--- Record list ---

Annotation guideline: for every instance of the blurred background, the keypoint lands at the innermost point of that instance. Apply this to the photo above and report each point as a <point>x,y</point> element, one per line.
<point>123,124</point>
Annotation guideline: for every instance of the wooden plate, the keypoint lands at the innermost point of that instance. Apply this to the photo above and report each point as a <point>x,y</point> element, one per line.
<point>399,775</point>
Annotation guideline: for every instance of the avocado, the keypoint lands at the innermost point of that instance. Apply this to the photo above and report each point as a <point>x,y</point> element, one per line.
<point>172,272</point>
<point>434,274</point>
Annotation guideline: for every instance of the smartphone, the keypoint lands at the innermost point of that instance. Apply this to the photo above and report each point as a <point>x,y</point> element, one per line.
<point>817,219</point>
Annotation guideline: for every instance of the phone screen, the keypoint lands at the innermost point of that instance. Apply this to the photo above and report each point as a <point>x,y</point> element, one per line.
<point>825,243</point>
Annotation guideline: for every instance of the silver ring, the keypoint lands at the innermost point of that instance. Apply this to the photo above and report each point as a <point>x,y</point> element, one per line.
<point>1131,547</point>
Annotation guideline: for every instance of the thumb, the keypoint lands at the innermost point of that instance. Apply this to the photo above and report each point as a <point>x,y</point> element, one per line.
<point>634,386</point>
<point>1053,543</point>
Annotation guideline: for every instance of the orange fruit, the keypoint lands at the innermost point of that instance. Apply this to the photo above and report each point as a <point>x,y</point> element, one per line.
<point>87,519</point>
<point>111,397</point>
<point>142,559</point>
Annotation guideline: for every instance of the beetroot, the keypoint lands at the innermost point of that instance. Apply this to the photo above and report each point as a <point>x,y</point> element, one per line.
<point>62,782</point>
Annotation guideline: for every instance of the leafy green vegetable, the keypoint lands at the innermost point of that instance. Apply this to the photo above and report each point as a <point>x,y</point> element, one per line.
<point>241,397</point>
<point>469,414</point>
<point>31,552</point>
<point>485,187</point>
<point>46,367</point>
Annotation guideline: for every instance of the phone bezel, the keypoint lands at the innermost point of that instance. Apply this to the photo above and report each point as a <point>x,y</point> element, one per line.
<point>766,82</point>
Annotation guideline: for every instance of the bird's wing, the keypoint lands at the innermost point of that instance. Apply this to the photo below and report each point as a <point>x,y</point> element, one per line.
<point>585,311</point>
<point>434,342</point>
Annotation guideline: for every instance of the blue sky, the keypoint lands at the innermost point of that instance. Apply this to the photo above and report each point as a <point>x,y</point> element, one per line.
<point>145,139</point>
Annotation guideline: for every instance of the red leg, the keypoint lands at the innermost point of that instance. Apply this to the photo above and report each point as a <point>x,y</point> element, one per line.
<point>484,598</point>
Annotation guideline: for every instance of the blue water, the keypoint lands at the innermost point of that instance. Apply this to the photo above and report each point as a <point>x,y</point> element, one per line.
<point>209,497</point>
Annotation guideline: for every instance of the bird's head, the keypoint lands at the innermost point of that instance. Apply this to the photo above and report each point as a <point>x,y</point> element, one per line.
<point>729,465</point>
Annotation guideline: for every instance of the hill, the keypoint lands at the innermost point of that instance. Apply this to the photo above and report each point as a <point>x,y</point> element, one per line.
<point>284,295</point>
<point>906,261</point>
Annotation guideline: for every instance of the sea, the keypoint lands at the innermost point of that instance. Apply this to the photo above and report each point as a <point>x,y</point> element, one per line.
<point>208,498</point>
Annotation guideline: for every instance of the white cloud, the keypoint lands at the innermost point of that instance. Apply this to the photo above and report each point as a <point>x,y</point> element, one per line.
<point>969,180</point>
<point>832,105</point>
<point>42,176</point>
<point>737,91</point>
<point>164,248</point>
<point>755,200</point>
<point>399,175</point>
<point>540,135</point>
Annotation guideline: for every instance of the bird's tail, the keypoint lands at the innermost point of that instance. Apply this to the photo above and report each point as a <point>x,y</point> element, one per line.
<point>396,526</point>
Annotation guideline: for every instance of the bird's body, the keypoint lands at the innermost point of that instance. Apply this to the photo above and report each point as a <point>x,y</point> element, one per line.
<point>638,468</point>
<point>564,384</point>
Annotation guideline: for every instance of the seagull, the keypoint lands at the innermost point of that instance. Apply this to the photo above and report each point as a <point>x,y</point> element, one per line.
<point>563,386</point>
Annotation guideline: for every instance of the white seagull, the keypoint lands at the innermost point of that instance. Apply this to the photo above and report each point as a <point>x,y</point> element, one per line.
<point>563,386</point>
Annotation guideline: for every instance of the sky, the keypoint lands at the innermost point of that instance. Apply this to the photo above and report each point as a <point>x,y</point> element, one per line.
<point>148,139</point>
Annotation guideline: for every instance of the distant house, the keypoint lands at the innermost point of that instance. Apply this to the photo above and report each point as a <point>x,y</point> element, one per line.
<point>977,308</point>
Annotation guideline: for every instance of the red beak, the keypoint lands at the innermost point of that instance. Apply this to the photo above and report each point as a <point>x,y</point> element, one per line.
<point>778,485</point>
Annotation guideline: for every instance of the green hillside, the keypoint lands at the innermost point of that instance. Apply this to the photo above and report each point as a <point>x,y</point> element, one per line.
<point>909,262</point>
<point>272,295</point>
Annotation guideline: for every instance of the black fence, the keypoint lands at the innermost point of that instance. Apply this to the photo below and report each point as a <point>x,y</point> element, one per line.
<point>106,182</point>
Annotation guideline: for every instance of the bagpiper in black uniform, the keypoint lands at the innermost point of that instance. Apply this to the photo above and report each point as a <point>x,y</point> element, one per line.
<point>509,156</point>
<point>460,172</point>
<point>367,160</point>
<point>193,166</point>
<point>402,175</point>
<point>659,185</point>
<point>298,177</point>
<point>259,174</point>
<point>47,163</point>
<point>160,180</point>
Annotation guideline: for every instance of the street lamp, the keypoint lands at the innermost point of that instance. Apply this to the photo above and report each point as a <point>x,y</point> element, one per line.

---

(Challenge) Transcribe every one of the records above word for word, keeping each line exactly as it appears.

(Response)
Annotation guideline: for every instance of the blurred background, the keypoint lands at the innermost point of that instance. Apply this to the photo above and report each point as a <point>x,y</point> element, one per line.
<point>123,124</point>
Annotation guideline: for every instance of the wooden plate, the keypoint lands at the innermost point of that instance. Apply this to the photo above and report each point as a <point>x,y</point> element, one per line.
<point>399,775</point>
Annotation guideline: for every instance of the avocado, the keypoint lands at the innermost point of that instance. Apply this to the photo above and report each point as a <point>x,y</point> element, one per line.
<point>172,272</point>
<point>434,274</point>
Annotation guideline: for every instance of the smartphone, the keypoint lands at the innermost point of that instance. Apply this to the photo above and report each point as a <point>x,y</point> element, one per line.
<point>817,219</point>
Annotation guideline: for every instance of the phone screen, the keypoint lands at the innermost point of that instance. Apply this to the photo above and report each point as a <point>x,y</point> element, one per line.
<point>825,243</point>
Annotation guideline: for every instance of the silver ring, the keypoint lands at the innermost point of that instance. Apply this to the photo above and report each point as a <point>x,y</point> element, one per line.
<point>1131,547</point>
Annotation guideline: for every instance of the thumb, the keypoint lands at the innermost point of that instance. Apply this to the photo above and report each point as a <point>x,y</point> element, one per line.
<point>634,386</point>
<point>1053,543</point>
Annotation guideline: for every instance of the orange fruit, the keypoint lands at the innermost point of that instance. Apply this to the photo above and report each point as a <point>x,y</point> element, one per line.
<point>87,519</point>
<point>111,397</point>
<point>142,559</point>
Annotation guideline: for every instance of the beetroot, the keypoint lands at the innermost point of that instance. Apply this to the photo above and report each point as a <point>x,y</point> element, one per line.
<point>62,782</point>
Annotation guideline: for every instance of the leafy green vegetable, the keypoint lands at the innermost point of that instance. Apply this to the photo above and report each point as a <point>x,y</point> element, one per line.
<point>241,397</point>
<point>469,414</point>
<point>31,552</point>
<point>485,187</point>
<point>46,367</point>
Annotation guideline: for every instance of the phone bezel, the keypoint lands at the innermost point of that instance. Apply this to the photo above and report each point as a <point>x,y</point> element, one per line.
<point>766,82</point>
Annotation guideline: for every instance of the bird's wing, the keypoint lands at the innermost point of that instance. Apply this to the photo below and report each point as a <point>x,y</point> element, one per line.
<point>585,311</point>
<point>434,342</point>
Annotation guideline: for every instance of the blue sky, the keypoint lands at the innermost point of that instance. Apply this to the photo above and report each point as a <point>x,y</point> element, one per line.
<point>145,139</point>
Annotation guideline: for every instance of the red leg, the keypoint lands at the innermost point of that instance. Apply this to the photo above and report each point as a <point>x,y</point> element, one per line.
<point>484,598</point>
Annotation guideline: for every instance of the blue water, the keypoint lands at the innermost point of that instance. Apply this to the photo above and report each point as a <point>x,y</point> element, one per line.
<point>209,497</point>
Annotation guideline: for every instance of the bird's head, the keypoint lands at the innermost point of that instance. Apply this to the photo above and report each point as a <point>x,y</point> element, one per line.
<point>729,465</point>
Annotation guideline: for every instance of the hill, the keypoint lands at the innermost point of that instance. Apply this to the photo above and report each point as a <point>x,y</point> element, one per line.
<point>284,295</point>
<point>906,261</point>
Annotation guideline: for every instance of the sea, the keypoint lands at the innermost point of that instance. Apply this to the photo above and report each point as a <point>x,y</point> element, one per line.
<point>208,498</point>
Annotation guideline: for every instance of the white cloud, the keypoint lands at the innermost point of that instance. Apply this to the photo above and report each point as a <point>x,y</point> element, one per line.
<point>969,180</point>
<point>832,105</point>
<point>42,176</point>
<point>737,91</point>
<point>164,248</point>
<point>755,200</point>
<point>399,175</point>
<point>540,135</point>
Annotation guideline: for every instance of the bird's tail, the keypoint lands at the innermost point of that instance. Apply this to the photo above and report each point as a <point>x,y</point> element, one per line.
<point>396,526</point>
Annotation guideline: for every instance of the bird's body, the keypoint lands at the innermost point of that instance. Apply this to the photo above and report each point as a <point>x,y</point> element, one per line.
<point>638,468</point>
<point>564,384</point>
Annotation guideline: for every instance of the seagull, the keypoint lands at the innermost point of that instance. Apply this to the photo above and report each point as a <point>x,y</point> element, one per line.
<point>563,386</point>
Annotation guideline: for every instance of the white seagull, the keypoint lands at the innermost point of that instance. Apply this to the photo above and report each point as a <point>x,y</point> element, one per line.
<point>563,386</point>
Annotation guideline: for every instance of the sky, the keypoint lands at the innermost point of that instance. Apply this to the photo above and report each point as a <point>x,y</point> element, one per line.
<point>148,139</point>
Annotation guideline: for every instance of the distant house, the keypoint lands at the innermost point of that instance. Apply this to the photo above and report each point as a <point>x,y</point> element, one per line.
<point>977,308</point>
Annotation guideline: for every instance of the red beak, the keypoint lands at the innermost point of that instance. Apply this to the photo above and report each point as a <point>x,y</point> element, one per line.
<point>778,485</point>
Annotation guideline: for every instance of the green hillside, the keypoint lands at the innermost point of that instance. Apply this to the photo above and report each point as a <point>x,y</point> element, one per line.
<point>909,262</point>
<point>272,295</point>
Annotation guideline: for every instance of the black fence, the keypoint lands at the innermost point of that instance. Apply this to the photo below and report each point as a <point>x,y</point> element, one per line.
<point>106,182</point>
Annotation guideline: for every instance of the bagpiper in black uniform, the keypoint lands at the innermost point of that instance. Apply this to the photo above and report each point as a <point>x,y</point> element, one per line.
<point>509,156</point>
<point>460,172</point>
<point>367,160</point>
<point>193,166</point>
<point>402,175</point>
<point>659,185</point>
<point>298,177</point>
<point>259,174</point>
<point>47,163</point>
<point>160,180</point>
Annotation guideline: for every instance of the street lamp, the keypoint lands at the innermost point of that instance. Apply this to the photo above and report each point as a <point>x,y</point> element, one per line.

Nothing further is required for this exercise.